Stated problem —
In the text below on fixing company name search, quote word for word the part that opens with the words containing "And I call it" and closes with "if (r.CompanyName.IsNullOrEmpty())".

══ Quoted text

How I fixed company name search

Here's the complete code:

public Task<IReadOnlyList<string>> GetAccountIdsWhereNameLike(string companyName, Func<string, IReadOnlyList<SfAccount>, IReadOnlyList<string>> _applyScoringAndSort, int? limit=default(int?))
{
    if (companyName == null)
        throw new ArgumentNullException(nameof(companyName));

    var results = _readLogCache.GetOrUpdate(
        CacheKey(
            "account-ids-where-name-like",
            $"{ToBase64(companyName)}?limit={limit}"
        ),
        () => _salesForceSoapClientRequestExecutor.ExecuteQuery(
            GetAccountIdsWhereNameLikeQuery(companyName, limit),
            AsSfAccount
        ),
        (result, now) => result == null ? default(Instant?) : now + Duration.FromSeconds(5)
    );

    IReadOnlyList<string> accountIds = _applyScoringAndSort(companyName, results.Result);

    return Task.FromResult(accountIds);
}

static string GetAccountIdsWhereNameLikeQuery(string searchStr)
{
    var commonBusinessEntities = new List<string>() {
        "association",
        "co",
        "company",
        "corp",
        "corporation",
        "dba",
        "inc",
        "limited",
        "ltd",
        "lc",
        "llc",
        "pllc",
        "lp",
        "llp",
        "lllp",
        "pbd"
    };

    if (commonBusinessEntities.Contains(searchStr.ToLowerInvariant()))
    {
        return $"SELECT {AccountFieldsToQuery} FROM Account WHERE RecordType.Name = 'Customer' AND Name LIKE \'%{searchStr}%\' {limitClause}";
    }

    var disallowedCharsRemoved = Regex.Replace(
        searchStr,
        @"\s+\W(?!\s)|(?<!\s)\W\s+",
        " "
    );

    var convertedToSingleWhitespaces = Regex.Replace(
            disallowedCharsRemoved,
            @"\s+",
            " "
        )
        .ToLower();

    var commonBusinessEntitiesRemoved = convertedToSingleWhitespaces
        .Split(' ')
        .Where(x => !commonBusinessEntities.Contains(x))
        .Join(" ");

    // https://developer.salesforce.com/docs/atlas.en-us.soql_sosl.meta/soql_sosl/sforce_api_calls_soql_select_quotedstringescapes.htm
    var escapedILikeSearchString = commonBusinessEntitiesRemoved
            .Replace(@"\", @"\\")
            .Replace("'", @"\'")
            .Replace("\"", "\\\"")
            .Replace("_", @"\_")
            .Replace("%", @"\%");

    var escapedSearchString = searchStr
        .Replace(@"\", @"\\")
        .Replace("'", @"\'")
        .Replace("\"", "\\\"")
        .Replace("_", @"\_")
        .Replace("%", @"\%");

    return $"SELECT {AccountFieldsToQuery} FROM Account WHERE RecordType.Name = 'Customer' AND (Name LIKE \'%{escapedILikeSearchString}%\' OR Name LIKE \'%{escapedSearchString}%\') {limitClause}";
}

And I call it like this:

public async Task<GetAccountIdsByCompanyNameResponse> Get(GetAccountIdsByCompanyName r)
{
    if (r.CompanyName.IsNullOrEmpty())

════
══ Material shown

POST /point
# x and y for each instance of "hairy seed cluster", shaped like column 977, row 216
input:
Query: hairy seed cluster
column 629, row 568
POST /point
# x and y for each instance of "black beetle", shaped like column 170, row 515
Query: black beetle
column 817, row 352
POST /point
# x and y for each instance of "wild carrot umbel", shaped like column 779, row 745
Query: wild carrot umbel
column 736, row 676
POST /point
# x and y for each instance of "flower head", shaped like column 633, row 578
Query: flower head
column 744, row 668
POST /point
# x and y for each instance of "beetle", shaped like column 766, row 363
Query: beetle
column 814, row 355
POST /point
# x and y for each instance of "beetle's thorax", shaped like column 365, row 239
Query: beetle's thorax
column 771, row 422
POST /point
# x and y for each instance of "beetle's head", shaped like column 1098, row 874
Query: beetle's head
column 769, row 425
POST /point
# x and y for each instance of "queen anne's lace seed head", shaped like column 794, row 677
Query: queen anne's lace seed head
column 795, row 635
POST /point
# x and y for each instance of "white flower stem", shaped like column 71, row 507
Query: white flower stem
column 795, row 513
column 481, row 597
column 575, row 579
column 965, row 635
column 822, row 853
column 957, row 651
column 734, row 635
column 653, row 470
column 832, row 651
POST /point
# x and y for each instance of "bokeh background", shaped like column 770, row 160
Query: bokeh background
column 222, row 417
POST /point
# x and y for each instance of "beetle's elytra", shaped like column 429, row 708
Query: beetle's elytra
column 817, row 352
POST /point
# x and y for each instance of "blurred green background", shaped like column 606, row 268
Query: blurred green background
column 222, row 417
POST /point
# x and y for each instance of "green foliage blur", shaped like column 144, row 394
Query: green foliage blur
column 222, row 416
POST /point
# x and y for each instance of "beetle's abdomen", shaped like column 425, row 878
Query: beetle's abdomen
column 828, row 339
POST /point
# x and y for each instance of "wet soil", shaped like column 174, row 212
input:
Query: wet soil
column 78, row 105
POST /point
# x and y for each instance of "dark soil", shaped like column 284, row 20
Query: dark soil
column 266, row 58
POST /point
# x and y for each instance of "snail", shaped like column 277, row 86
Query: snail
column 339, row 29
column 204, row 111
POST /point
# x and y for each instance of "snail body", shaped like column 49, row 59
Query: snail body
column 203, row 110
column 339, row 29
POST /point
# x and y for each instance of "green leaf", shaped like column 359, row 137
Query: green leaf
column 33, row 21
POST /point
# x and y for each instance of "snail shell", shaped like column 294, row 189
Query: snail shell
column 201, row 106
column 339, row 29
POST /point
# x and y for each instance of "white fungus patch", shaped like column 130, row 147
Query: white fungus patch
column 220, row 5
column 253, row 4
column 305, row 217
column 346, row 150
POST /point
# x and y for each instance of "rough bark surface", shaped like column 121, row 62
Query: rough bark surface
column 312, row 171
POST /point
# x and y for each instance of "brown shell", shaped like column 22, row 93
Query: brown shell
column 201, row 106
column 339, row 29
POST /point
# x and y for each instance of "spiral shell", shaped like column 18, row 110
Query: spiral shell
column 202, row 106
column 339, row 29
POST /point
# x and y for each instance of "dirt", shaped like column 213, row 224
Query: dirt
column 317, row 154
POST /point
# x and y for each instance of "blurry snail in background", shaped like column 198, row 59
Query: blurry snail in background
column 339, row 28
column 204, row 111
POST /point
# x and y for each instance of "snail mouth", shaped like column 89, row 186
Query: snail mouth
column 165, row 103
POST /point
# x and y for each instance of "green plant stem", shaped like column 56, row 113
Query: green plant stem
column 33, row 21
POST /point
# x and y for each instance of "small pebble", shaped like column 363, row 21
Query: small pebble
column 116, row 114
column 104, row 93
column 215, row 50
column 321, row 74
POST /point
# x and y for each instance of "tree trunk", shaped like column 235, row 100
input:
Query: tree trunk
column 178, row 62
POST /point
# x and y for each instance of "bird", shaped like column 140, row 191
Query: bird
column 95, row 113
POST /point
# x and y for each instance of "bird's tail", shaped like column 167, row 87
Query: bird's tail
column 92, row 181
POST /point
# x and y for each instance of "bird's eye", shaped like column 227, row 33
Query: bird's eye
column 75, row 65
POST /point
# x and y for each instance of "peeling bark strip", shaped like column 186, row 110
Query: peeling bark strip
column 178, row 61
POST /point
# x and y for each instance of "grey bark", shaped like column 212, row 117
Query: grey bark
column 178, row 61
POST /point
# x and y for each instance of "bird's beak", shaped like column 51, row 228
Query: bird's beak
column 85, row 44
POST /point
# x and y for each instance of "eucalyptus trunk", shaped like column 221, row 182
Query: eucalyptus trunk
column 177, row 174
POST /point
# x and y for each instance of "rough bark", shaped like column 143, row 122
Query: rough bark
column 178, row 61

════

Solution to this task —
And I call it like this:

public async Task<GetAccountIdsByCompanyNameResponse> Get(GetAccountIdsByCompanyName r)
{
    if (r.CompanyName.IsNullOrEmpty())